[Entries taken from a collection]
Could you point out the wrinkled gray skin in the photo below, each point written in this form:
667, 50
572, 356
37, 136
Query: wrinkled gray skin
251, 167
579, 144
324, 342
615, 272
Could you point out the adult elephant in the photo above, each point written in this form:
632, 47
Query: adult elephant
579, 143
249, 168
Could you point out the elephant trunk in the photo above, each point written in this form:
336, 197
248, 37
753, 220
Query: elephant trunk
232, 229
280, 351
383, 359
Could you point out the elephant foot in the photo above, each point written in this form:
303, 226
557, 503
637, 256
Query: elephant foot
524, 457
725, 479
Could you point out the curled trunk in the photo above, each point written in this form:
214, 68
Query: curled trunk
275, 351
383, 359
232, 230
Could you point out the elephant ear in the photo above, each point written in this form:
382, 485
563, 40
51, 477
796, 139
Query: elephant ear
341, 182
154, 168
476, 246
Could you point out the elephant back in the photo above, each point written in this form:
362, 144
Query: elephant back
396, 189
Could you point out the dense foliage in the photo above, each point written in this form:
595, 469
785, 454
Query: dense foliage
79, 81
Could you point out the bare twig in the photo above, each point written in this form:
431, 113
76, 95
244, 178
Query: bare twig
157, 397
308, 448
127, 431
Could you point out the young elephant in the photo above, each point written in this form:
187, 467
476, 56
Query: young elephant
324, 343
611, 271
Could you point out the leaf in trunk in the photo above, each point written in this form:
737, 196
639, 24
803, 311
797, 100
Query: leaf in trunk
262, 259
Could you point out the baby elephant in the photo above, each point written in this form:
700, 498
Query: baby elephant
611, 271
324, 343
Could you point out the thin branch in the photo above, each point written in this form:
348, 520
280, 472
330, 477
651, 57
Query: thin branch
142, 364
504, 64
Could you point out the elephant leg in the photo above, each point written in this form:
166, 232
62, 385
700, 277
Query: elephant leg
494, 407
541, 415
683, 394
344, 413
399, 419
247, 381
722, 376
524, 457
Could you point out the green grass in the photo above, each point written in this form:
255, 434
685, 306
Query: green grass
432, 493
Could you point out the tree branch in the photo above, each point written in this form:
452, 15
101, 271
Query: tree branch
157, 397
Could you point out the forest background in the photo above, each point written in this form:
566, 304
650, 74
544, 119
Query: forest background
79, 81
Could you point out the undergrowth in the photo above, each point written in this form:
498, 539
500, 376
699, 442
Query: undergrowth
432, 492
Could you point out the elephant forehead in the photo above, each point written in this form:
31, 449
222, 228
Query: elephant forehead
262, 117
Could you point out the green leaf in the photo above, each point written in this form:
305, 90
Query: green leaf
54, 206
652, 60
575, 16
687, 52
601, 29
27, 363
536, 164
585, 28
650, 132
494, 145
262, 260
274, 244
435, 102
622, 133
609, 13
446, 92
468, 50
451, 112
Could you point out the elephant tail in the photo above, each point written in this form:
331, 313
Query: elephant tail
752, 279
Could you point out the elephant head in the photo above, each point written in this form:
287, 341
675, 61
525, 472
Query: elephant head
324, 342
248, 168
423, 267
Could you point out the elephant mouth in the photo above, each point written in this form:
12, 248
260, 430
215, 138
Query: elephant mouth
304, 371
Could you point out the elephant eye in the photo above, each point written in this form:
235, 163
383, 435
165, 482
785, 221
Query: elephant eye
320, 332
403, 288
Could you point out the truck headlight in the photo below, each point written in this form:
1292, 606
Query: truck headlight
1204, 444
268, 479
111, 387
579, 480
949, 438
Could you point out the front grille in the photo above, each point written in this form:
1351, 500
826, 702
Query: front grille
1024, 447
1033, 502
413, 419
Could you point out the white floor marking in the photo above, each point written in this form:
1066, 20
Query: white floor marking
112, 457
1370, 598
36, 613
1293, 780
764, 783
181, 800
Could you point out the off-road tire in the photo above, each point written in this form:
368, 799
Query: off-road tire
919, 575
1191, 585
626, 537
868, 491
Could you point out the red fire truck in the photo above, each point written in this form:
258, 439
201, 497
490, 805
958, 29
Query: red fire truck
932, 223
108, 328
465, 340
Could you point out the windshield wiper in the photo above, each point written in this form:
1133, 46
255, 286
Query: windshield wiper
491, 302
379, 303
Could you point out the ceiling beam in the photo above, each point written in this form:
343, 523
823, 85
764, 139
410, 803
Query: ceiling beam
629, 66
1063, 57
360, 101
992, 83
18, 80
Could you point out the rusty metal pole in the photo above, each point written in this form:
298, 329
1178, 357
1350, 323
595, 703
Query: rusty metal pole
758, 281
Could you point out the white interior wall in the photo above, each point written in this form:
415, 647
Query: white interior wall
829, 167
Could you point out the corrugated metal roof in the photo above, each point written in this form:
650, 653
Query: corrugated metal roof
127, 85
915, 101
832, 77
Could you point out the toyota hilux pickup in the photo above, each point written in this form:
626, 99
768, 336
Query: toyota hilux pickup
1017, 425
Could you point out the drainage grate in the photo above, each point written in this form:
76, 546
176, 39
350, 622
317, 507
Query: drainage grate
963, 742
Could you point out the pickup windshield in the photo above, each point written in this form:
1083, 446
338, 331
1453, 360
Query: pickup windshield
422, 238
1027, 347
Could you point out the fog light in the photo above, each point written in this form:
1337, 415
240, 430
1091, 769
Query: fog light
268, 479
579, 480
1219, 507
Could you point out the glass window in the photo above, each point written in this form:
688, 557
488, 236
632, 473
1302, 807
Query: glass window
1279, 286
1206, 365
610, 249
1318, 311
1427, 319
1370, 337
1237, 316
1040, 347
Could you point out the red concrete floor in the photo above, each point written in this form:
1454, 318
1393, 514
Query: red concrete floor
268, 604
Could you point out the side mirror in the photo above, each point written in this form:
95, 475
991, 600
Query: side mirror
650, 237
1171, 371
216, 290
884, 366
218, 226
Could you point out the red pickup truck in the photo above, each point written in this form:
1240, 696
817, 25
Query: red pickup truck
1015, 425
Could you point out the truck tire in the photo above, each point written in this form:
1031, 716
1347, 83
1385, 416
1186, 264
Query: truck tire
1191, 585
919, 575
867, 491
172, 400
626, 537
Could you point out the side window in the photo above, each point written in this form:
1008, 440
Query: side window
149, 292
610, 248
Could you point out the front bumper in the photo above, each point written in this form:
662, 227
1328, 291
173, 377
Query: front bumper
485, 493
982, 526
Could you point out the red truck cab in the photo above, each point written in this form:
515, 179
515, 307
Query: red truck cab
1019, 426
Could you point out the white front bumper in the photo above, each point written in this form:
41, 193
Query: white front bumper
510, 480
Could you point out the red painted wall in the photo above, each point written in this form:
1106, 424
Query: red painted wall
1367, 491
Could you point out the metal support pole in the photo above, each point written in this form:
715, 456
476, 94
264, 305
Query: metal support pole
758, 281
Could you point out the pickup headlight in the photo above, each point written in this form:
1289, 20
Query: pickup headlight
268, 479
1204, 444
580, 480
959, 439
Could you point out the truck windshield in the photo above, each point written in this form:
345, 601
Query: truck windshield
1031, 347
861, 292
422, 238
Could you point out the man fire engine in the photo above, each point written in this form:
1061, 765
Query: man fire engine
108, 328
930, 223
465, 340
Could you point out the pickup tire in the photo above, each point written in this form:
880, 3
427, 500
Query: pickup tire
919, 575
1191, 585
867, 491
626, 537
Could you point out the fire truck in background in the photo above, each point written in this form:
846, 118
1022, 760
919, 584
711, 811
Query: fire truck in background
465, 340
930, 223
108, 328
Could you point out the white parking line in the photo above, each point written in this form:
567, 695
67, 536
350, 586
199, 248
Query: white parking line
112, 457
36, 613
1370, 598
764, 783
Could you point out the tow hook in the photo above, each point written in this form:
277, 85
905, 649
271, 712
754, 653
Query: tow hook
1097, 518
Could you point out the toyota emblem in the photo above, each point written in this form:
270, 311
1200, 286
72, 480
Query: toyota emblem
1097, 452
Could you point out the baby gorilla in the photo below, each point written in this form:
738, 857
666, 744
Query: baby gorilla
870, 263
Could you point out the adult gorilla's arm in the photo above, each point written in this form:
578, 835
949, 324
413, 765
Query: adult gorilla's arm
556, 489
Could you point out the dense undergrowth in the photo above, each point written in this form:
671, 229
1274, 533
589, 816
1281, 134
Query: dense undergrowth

# Instructions to follow:
Pull out all lines containing the word "below" from the entries above.

# Result of this task:
Could you point out the wrinkled gray skin in the photo below, each point written in this form:
Could you point out the truck headlight in the photo below, each point written in this form:
Could you point out the baby gorilla in the photo below, each point written in this form:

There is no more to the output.